There's a new book out, called, you guessed it, Eat Like the Animals, and it has lessons for what we should be eating - and what we should be feeding our pets.
Researchers from the Charles Perkins Centre at Sydney Uni, David Raubenheimer and Stephen Simpson, began their shared journey in nutrition science. It took them from Oxford to Sydney via the Pacific Island of Lifou to the deserts of Arizona, from slime moulds and locusts to humans; from labs to jungles, and finally to our modern processed food system.
I'll be interested to see what it says, and the conclusions the researchers draw, which I gather are along the lines of:
- Mixing a nutritionally balanced diet, with a precise ratio of protein to carbohydrate, seems daunting, but animals, from apes to cats to dogs to cockroaches, all manage it instinctively.
- It comes down to the essential role of appetite to communicate the body's needs to the brain.
- Humans have this ability too, but our appetites have been hijacked in the modern food environment, causing obesity and the serious diseases that come with it.
But what does this have to do with dogs and cats?
I've read research studies about this before, like the one in NZ, that gave 15 dogs free access to 3 different wet diets, fed twice a day, that were nutritionally complete and formulated using the same four ingredients, in different proportions, to supply high levels of protein (58% ME), fat (86% ME) or carbohydrate (54% ME).

# # #

EXERCISE 1:
Rewrite the nutrition passage from "I'll be interested" up to and including "come with it.", changing "instinctively" to "naturally".
EXERCISE 2:
Pick up the nutrition passage after its final sentence and carry it forward.
The rows that come next aren't needed for anything here.

[Collection entries]
# # #

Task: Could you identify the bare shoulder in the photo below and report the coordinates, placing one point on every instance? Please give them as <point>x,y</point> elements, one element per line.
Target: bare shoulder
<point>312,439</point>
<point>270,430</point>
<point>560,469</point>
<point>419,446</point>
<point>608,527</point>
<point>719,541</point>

# # #

RESULT 1:
I'll be interested to see what it says, and the conclusions the researchers draw, which I gather are along the lines of:
- Mixing a nutritionally balanced diet, with a precise ratio of protein to carbohydrate, seems daunting, but animals, from apes to cats to dogs to cockroaches, all manage it naturally.
- It comes down to the essential role of appetite to communicate the body's needs to the brain.
- Humans have this ability too, but our appetites have been hijacked in the modern food environment, causing obesity and the serious diseases that come with it.

RESULT 2:
The findings of this study (2017) suggest that dogs still possess a “feast or famine” mentality, and try and get their energy from dense fat over protein initially.
However, as feeding continues over 10 days, a transition to a more balanced energy contribution from both macronutrients is evident. In addition, given the option, dogs don't make a beeline for carbohydrate as a significant portion of the diet.
(By the way: kibble-based diets typically contain 16%–38% protein, 6%–18% fat and 40%–60% carbohydrate (dry matter basis).
Another study involved cats, using an approach similar to that applied to the domestic dog. That 2011 study established that macronutrient energy profile (P:F:C) was 52:36:12 (% by energy).
So what's my point?
- Well, dogs and cats don't choose a high carb diet
- Most kibble is high carb
- Most fresh food diets (well, the bestie + meat approach certainly is) are high protein
And, we could take a leaf out of this book and review our own eating habits - and ditch highly processed food too.